[Location identification listing]
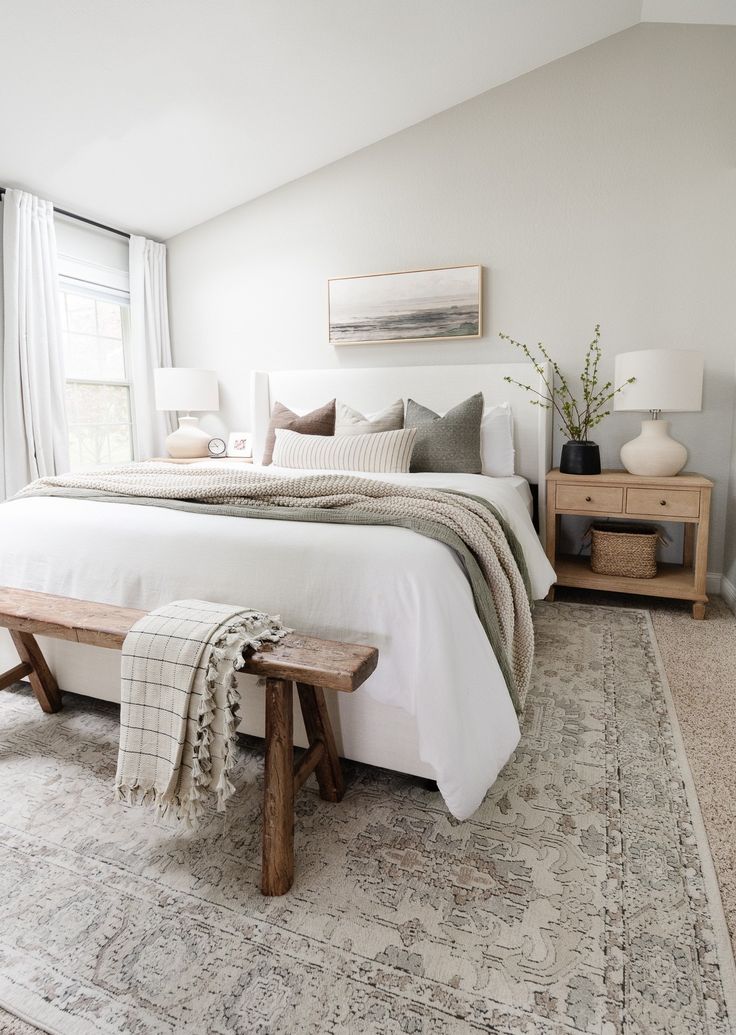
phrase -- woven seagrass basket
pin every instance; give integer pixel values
(624, 550)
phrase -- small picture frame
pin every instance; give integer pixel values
(240, 444)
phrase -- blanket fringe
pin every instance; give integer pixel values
(227, 654)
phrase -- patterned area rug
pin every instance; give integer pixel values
(580, 898)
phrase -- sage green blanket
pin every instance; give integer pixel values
(469, 525)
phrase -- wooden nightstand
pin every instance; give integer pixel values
(617, 494)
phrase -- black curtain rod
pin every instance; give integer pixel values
(83, 218)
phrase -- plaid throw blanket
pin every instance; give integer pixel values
(179, 707)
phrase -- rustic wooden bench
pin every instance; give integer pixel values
(313, 664)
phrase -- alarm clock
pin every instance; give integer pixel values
(216, 447)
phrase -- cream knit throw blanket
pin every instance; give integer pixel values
(358, 500)
(179, 703)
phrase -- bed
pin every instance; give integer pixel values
(436, 706)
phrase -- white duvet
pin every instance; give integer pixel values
(390, 587)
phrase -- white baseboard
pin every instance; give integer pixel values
(728, 591)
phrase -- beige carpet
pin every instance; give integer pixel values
(556, 770)
(700, 660)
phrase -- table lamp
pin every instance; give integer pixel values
(184, 388)
(669, 380)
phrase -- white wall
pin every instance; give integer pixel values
(598, 188)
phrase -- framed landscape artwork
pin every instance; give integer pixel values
(416, 305)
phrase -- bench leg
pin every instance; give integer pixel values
(277, 858)
(39, 674)
(319, 729)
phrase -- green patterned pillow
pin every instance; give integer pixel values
(448, 443)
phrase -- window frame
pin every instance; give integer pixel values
(98, 292)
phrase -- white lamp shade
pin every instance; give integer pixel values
(667, 379)
(185, 388)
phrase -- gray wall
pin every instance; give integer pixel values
(598, 188)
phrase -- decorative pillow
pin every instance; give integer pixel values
(349, 421)
(318, 422)
(497, 441)
(388, 452)
(448, 443)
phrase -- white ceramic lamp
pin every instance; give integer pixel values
(182, 388)
(669, 380)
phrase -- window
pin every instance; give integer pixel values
(98, 391)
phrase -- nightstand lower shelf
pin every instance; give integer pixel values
(671, 580)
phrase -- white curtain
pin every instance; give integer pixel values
(34, 436)
(150, 345)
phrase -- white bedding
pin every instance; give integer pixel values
(385, 586)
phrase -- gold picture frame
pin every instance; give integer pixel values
(387, 308)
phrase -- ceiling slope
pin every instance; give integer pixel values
(156, 115)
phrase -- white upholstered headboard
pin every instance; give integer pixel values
(438, 387)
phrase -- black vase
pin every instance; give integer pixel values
(580, 457)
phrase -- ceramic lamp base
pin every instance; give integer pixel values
(188, 441)
(653, 453)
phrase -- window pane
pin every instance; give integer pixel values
(90, 446)
(109, 320)
(95, 358)
(97, 404)
(93, 337)
(81, 314)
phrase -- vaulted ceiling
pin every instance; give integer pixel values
(155, 115)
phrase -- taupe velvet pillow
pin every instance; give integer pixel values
(450, 443)
(318, 422)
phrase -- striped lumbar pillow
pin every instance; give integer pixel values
(387, 452)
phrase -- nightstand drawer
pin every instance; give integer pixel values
(590, 499)
(664, 502)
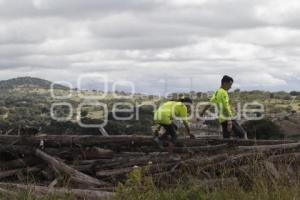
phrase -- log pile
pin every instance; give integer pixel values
(92, 166)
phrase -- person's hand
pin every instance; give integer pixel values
(229, 127)
(192, 136)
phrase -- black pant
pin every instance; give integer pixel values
(170, 130)
(236, 129)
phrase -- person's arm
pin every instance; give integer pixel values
(183, 113)
(187, 128)
(228, 111)
(204, 110)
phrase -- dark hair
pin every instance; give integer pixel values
(226, 79)
(186, 100)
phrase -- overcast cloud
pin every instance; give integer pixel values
(157, 44)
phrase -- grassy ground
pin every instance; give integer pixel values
(141, 187)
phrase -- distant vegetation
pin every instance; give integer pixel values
(26, 102)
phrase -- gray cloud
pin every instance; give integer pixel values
(151, 41)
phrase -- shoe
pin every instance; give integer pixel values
(159, 142)
(175, 157)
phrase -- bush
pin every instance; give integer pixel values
(263, 129)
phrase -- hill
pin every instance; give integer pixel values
(29, 82)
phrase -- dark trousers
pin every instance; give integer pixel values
(237, 130)
(170, 131)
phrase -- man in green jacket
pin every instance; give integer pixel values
(225, 113)
(165, 115)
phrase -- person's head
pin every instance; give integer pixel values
(187, 102)
(227, 82)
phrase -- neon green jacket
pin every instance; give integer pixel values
(169, 111)
(221, 99)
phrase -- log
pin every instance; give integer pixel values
(74, 175)
(8, 173)
(119, 141)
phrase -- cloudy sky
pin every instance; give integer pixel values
(156, 44)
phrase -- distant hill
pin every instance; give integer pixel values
(29, 82)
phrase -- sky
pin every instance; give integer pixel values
(154, 45)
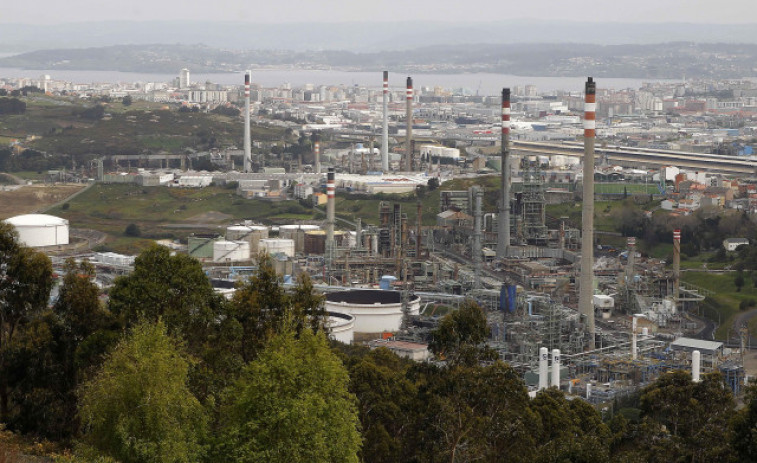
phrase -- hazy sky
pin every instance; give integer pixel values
(277, 11)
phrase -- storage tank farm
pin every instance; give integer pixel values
(562, 309)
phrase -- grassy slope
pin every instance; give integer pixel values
(725, 300)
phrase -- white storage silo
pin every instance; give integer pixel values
(37, 230)
(375, 311)
(275, 246)
(341, 327)
(231, 251)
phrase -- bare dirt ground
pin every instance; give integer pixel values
(27, 199)
(210, 217)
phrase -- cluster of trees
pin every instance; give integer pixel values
(168, 371)
(702, 231)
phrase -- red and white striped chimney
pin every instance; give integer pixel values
(409, 129)
(247, 164)
(385, 126)
(676, 264)
(317, 152)
(330, 211)
(586, 281)
(503, 220)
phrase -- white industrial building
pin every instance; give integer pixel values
(276, 246)
(38, 230)
(435, 151)
(375, 311)
(231, 251)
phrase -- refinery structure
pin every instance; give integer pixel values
(560, 311)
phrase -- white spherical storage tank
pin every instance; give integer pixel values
(231, 251)
(275, 246)
(375, 311)
(341, 327)
(37, 230)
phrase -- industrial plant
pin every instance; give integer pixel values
(562, 312)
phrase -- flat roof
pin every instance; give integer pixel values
(700, 344)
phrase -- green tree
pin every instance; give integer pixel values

Goal of the exercise: Render every line of the listing above as a Markdown table with the columns No. and Line, numbering the rows in order. Leave out blank lines and the pictures.

Exercise output:
| No. | Line |
|---|---|
| 1 | phrase -- woven seagrass basket |
| 2 | pin every instance; give integer pixel values |
| 3 | (624, 550) |
| 4 | phrase -- small picture frame |
| 5 | pin every instance; give integer pixel values |
| 6 | (240, 444) |
| 7 | phrase -- blanket fringe |
| 8 | pin every instance; give integer pixel values |
| 9 | (227, 654) |
| 10 | phrase -- patterned area rug |
| 11 | pin every instance; give integer pixel values |
| 12 | (580, 898) |
| 13 | phrase -- sage green blanket |
| 14 | pin every instance; give integer pixel values |
| 15 | (469, 525) |
| 16 | phrase -- wooden nightstand |
| 17 | pin every instance; give integer pixel values |
| 18 | (617, 494) |
| 19 | phrase -- black curtain rod |
| 20 | pin every instance; give integer pixel values |
| 21 | (83, 218) |
| 22 | phrase -- plaid throw blanket |
| 23 | pin every instance; give integer pixel values |
| 24 | (179, 707) |
| 25 | phrase -- rustic wooden bench |
| 26 | pin every instance; give integer pixel values |
| 27 | (313, 664) |
| 28 | phrase -- alarm clock |
| 29 | pin every instance; give integer pixel values |
| 30 | (216, 447) |
| 31 | phrase -- cream knit throw blanket |
| 32 | pin every instance; give integer pixel values |
| 33 | (358, 500) |
| 34 | (179, 703) |
| 35 | phrase -- bed |
| 36 | pin every instance; give integer pixel values |
| 37 | (436, 706) |
| 38 | phrase -- white duvet |
| 39 | pin every instance; give integer pixel values |
| 40 | (390, 587) |
| 41 | phrase -- white baseboard |
| 42 | pin every instance; give integer pixel values |
| 43 | (728, 591) |
| 44 | phrase -- beige carpet |
| 45 | pin every instance; give integer pixel values |
| 46 | (556, 770) |
| 47 | (700, 660) |
| 48 | phrase -- table lamp |
| 49 | pin every instance; give integer pixel values |
| 50 | (184, 388) |
| 51 | (669, 380) |
| 52 | phrase -- white wall |
| 53 | pin every instance; give integer pixel values |
| 54 | (598, 188) |
| 55 | phrase -- framed landscape artwork |
| 56 | pin every instance; give integer pixel values |
| 57 | (416, 305) |
| 58 | phrase -- bench leg |
| 59 | pin every instance; give integer pixel values |
| 60 | (277, 858) |
| 61 | (39, 674) |
| 62 | (319, 729) |
| 63 | phrase -- green patterned pillow |
| 64 | pin every instance; give integer pixel values |
| 65 | (448, 443) |
| 66 | phrase -- window frame |
| 67 | pin every instance; give integer pixel values |
| 68 | (98, 292) |
| 69 | phrase -- white lamp shade |
| 70 | pin every instance; give integer pixel values |
| 71 | (667, 379) |
| 72 | (185, 388) |
| 73 | phrase -- gray wall |
| 74 | pin every instance; give integer pixel values |
| 75 | (598, 188) |
| 76 | phrase -- decorative pillow |
| 77 | pin every instance; give integer pixel values |
| 78 | (349, 421) |
| 79 | (318, 422) |
| 80 | (497, 441) |
| 81 | (388, 452) |
| 82 | (448, 443) |
| 83 | phrase -- white ceramic lamp |
| 84 | pin every instance; give integer pixel values |
| 85 | (182, 388) |
| 86 | (669, 380) |
| 87 | phrase -- window |
| 88 | pin every instance; give integer pixel values |
| 89 | (98, 391) |
| 90 | phrase -- nightstand lower shelf |
| 91 | pin every instance; give integer pixel values |
| 92 | (671, 580) |
| 93 | phrase -- white curtain |
| 94 | pin every instance; give integer pixel values |
| 95 | (34, 436) |
| 96 | (150, 345) |
| 97 | phrase -- white bedding |
| 98 | pin every instance; give integer pixel values |
| 99 | (385, 586) |
| 100 | phrase -- gold picture frame |
| 101 | pin every instance; give integer pixel values |
| 102 | (387, 308) |
| 103 | phrase -- ceiling slope |
| 104 | pin every instance; give integer pixel values |
| 105 | (156, 115) |
| 106 | phrase -- white upholstered headboard |
| 107 | pin every instance; give integer pixel values |
| 108 | (438, 387) |
| 109 | phrase -- black vase |
| 110 | pin every instance; give integer pixel values |
| 111 | (580, 457) |
| 112 | phrase -- ceramic lamp base |
| 113 | pin every instance; give integer pixel values |
| 114 | (188, 441) |
| 115 | (653, 453) |
| 116 | phrase -- window pane |
| 117 | pin every instance; give integer pixel values |
| 118 | (90, 446) |
| 119 | (109, 320) |
| 120 | (95, 358) |
| 121 | (97, 404) |
| 122 | (93, 337) |
| 123 | (81, 314) |
| 124 | phrase -- vaulted ceiling |
| 125 | pin every instance; give integer pixel values |
| 126 | (155, 115) |
| 127 | phrase -- taupe velvet pillow |
| 128 | pin every instance; give integer pixel values |
| 129 | (450, 443) |
| 130 | (318, 422) |
| 131 | phrase -- striped lumbar pillow |
| 132 | pin every instance; give integer pixel values |
| 133 | (387, 452) |
| 134 | phrase -- nightstand drawer |
| 135 | pin every instance; give integer pixel values |
| 136 | (590, 499) |
| 137 | (664, 502) |
| 138 | phrase -- log pile |
| 139 | pin every instance; give integer pixel values |
| 140 | (92, 166) |
| 141 | phrase -- person's hand |
| 142 | pin every instance; give integer pixel values |
| 143 | (229, 127) |
| 144 | (192, 136) |
| 145 | phrase -- black pant |
| 146 | pin every instance; give integer pixel values |
| 147 | (170, 130) |
| 148 | (236, 129) |
| 149 | phrase -- person's arm |
| 150 | pin every instance; give integer pixel values |
| 151 | (183, 113) |
| 152 | (187, 128) |
| 153 | (228, 111) |
| 154 | (204, 110) |
| 155 | phrase -- dark hair |
| 156 | pin every instance; give integer pixel values |
| 157 | (226, 79) |
| 158 | (186, 100) |
| 159 | phrase -- overcast cloud |
| 160 | pin every instance; give integer pixel values |
| 161 | (157, 44) |
| 162 | phrase -- grassy ground |
| 163 | pin every instance; give integer pixel values |
| 164 | (141, 187) |
| 165 | phrase -- distant vegetation |
| 166 | pin every instance; give integer pixel values |
| 167 | (26, 102) |
| 168 | phrase -- gray cloud |
| 169 | pin every instance; give integer pixel values |
| 170 | (151, 41) |
| 171 | phrase -- shoe |
| 172 | pin every instance; give integer pixel values |
| 173 | (159, 142) |
| 174 | (175, 157) |
| 175 | phrase -- bush |
| 176 | pin every instance; give integer pixel values |
| 177 | (263, 129) |
| 178 | phrase -- hill |
| 179 | pin every instance; give integer pixel values |
| 180 | (29, 82) |
| 181 | phrase -- dark trousers |
| 182 | pin every instance; give integer pixel values |
| 183 | (237, 130) |
| 184 | (170, 131) |
| 185 | phrase -- man in green jacket |
| 186 | pin every instance; give integer pixel values |
| 187 | (225, 113) |
| 188 | (165, 115) |
| 189 | phrase -- person's head |
| 190 | pin every instance; give integer pixel values |
| 191 | (187, 102) |
| 192 | (227, 82) |
| 193 | phrase -- neon green jacket |
| 194 | pin every instance; give integer pixel values |
| 195 | (169, 111) |
| 196 | (221, 99) |
| 197 | phrase -- log |
| 198 | pin every instance; give integer pixel values |
| 199 | (74, 175) |
| 200 | (8, 173) |
| 201 | (119, 141) |
| 202 | phrase -- cloudy sky |
| 203 | pin every instance; give integer pixel values |
| 204 | (156, 44) |
| 205 | phrase -- distant hill |
| 206 | pin every instance; give integer pixel values |
| 207 | (29, 82) |
| 208 | phrase -- sky |
| 209 | pin every instance; give integer pixel values |
| 210 | (154, 45) |
| 211 | phrase -- hazy sky |
| 212 | pin every instance; give integer pixel values |
| 213 | (277, 11) |
| 214 | phrase -- storage tank farm |
| 215 | pin every instance; give integer pixel values |
| 216 | (562, 309) |
| 217 | phrase -- grassy slope |
| 218 | pin every instance; give integer pixel values |
| 219 | (725, 300) |
| 220 | phrase -- white storage silo |
| 221 | pin every instance; give integer pixel values |
| 222 | (37, 230) |
| 223 | (375, 311) |
| 224 | (275, 246) |
| 225 | (341, 327) |
| 226 | (231, 251) |
| 227 | phrase -- bare dirt ground |
| 228 | pin every instance; give integer pixel values |
| 229 | (27, 199) |
| 230 | (210, 217) |
| 231 | phrase -- cluster of trees |
| 232 | pin every instance; give integer pixel values |
| 233 | (168, 371) |
| 234 | (702, 231) |
| 235 | phrase -- red and white striped chimney |
| 236 | pin every instance; give integer pixel values |
| 237 | (409, 129) |
| 238 | (247, 164) |
| 239 | (385, 126) |
| 240 | (676, 264) |
| 241 | (317, 152) |
| 242 | (330, 211) |
| 243 | (586, 281) |
| 244 | (503, 220) |
| 245 | phrase -- white industrial building |
| 246 | pin every instance; give integer pixel values |
| 247 | (276, 246) |
| 248 | (38, 230) |
| 249 | (435, 151) |
| 250 | (375, 311) |
| 251 | (231, 251) |
| 252 | phrase -- refinery structure |
| 253 | pin every instance; give integer pixel values |
| 254 | (560, 311) |
| 255 | phrase -- white spherical storage tank |
| 256 | pin every instance; give integer pixel values |
| 257 | (231, 251) |
| 258 | (275, 246) |
| 259 | (375, 311) |
| 260 | (341, 327) |
| 261 | (37, 230) |
| 262 | phrase -- industrial plant |
| 263 | pin every instance; give integer pixel values |
| 264 | (562, 312) |
| 265 | phrase -- flat roof |
| 266 | pin every instance; give integer pixel values |
| 267 | (700, 344) |
| 268 | phrase -- green tree |
| 269 | pin every instance; give integer pixel values |